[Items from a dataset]

'''

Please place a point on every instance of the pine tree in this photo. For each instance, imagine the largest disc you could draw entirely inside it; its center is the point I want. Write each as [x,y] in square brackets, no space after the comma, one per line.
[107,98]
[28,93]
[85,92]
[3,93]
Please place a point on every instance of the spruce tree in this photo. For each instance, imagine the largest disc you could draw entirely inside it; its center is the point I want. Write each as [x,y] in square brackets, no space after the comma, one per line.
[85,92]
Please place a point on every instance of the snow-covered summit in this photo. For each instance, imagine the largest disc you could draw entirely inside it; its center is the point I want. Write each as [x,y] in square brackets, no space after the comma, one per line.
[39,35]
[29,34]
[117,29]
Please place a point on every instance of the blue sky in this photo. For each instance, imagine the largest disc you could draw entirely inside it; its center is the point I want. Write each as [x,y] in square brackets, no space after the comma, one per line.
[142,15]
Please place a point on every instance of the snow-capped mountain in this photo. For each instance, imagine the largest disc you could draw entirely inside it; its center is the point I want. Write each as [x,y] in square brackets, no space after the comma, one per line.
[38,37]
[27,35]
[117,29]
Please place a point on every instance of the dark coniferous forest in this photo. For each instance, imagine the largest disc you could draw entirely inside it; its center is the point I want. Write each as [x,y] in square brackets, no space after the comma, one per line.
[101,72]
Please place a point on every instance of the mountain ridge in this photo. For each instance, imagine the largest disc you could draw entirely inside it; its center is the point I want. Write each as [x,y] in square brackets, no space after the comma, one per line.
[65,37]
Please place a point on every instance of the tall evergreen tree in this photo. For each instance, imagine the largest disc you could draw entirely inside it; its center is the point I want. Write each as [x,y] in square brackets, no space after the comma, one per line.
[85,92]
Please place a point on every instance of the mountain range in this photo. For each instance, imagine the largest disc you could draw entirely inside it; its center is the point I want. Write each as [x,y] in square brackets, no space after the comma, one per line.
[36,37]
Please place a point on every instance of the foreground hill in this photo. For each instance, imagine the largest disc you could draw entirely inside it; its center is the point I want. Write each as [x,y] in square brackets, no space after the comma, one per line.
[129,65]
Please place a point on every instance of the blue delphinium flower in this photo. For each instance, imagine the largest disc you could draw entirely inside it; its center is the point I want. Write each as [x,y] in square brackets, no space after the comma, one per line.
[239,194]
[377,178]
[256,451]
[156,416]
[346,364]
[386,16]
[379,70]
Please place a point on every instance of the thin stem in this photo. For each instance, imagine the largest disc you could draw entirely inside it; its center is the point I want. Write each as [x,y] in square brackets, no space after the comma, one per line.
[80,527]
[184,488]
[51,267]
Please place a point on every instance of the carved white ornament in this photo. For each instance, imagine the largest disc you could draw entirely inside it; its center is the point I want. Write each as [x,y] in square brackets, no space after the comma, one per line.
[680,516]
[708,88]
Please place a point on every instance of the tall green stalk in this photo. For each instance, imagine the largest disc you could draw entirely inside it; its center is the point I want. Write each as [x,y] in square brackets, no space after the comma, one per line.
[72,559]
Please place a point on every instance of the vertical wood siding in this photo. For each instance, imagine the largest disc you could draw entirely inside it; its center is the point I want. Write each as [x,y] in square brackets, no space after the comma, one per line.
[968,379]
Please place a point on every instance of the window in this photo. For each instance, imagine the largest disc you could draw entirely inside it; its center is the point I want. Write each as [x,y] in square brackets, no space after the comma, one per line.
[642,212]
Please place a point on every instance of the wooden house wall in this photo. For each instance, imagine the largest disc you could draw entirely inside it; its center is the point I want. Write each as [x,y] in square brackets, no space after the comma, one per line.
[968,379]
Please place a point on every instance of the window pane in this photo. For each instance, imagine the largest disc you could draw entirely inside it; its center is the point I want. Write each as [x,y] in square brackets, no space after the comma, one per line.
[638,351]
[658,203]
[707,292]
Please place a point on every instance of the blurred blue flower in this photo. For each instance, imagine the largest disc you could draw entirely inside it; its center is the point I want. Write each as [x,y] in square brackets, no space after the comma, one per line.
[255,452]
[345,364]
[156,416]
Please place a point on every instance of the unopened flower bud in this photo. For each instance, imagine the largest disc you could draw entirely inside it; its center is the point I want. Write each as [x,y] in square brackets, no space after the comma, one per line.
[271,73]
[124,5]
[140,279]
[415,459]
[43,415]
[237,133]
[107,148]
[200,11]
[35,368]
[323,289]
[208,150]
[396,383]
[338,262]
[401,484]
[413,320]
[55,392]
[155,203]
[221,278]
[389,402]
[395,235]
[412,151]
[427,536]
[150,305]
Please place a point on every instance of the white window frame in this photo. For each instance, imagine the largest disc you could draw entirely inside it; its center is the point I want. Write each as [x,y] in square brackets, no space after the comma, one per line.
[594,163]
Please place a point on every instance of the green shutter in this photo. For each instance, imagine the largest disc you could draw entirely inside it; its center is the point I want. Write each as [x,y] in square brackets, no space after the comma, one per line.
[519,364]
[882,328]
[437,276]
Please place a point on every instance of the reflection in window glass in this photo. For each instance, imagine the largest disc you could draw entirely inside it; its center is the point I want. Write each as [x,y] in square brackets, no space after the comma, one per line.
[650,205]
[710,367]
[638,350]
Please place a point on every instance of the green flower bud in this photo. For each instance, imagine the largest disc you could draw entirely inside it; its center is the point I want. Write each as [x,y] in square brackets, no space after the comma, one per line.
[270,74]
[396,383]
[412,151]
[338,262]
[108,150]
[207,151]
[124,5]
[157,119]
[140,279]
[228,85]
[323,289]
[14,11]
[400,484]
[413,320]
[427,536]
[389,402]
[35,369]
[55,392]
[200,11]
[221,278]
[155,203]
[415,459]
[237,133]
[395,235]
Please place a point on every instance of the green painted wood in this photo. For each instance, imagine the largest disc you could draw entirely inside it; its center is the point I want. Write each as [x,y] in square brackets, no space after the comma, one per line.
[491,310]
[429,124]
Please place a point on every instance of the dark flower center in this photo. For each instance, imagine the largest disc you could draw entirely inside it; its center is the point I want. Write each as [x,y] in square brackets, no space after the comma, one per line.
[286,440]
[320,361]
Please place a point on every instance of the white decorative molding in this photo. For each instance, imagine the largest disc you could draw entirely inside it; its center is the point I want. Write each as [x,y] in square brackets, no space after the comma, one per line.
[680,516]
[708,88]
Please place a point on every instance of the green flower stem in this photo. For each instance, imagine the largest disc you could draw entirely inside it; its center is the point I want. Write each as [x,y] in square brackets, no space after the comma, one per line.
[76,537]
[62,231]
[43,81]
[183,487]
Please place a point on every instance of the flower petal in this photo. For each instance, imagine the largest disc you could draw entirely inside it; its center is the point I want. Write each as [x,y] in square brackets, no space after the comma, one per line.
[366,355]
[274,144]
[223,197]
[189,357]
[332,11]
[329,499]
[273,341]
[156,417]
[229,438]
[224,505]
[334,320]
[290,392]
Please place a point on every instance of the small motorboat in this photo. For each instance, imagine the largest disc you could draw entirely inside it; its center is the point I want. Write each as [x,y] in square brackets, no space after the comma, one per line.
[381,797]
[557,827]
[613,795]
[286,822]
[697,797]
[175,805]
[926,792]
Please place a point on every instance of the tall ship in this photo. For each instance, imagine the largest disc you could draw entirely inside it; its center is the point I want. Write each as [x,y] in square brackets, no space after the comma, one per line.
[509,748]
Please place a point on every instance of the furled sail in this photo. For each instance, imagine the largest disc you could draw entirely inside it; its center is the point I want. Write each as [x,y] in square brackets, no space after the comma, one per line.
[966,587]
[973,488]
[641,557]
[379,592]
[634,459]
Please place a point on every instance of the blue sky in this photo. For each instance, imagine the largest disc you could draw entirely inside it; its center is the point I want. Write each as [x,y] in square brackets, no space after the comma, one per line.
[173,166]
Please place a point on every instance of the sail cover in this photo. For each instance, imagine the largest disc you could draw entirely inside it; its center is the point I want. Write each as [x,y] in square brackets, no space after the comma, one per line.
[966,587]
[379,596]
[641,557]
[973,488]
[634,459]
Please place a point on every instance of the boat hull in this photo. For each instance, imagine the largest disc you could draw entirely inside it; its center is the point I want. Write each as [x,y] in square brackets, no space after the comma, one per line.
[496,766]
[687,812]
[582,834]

'''

Return the lines above, from the one containing "Please place a point on every instance of the sail" to the end, exactly as they stand.

Please place a point on every instance of the sail cover in this photo. For each instance, imagine the largest disc you could draw entirely inside it; its center is the point I want. Write each as [x,y] in square brackets, no space after the comma, one per line.
[966,587]
[379,596]
[641,557]
[973,488]
[634,459]
Please place a point on every instance of the boat hull in this photo. For each instance, imagine the largest disc you could draw entirely inside it; its center is the point I want. Write each as [x,y] in square brackets, no space after the comma, one per line.
[496,766]
[687,812]
[582,834]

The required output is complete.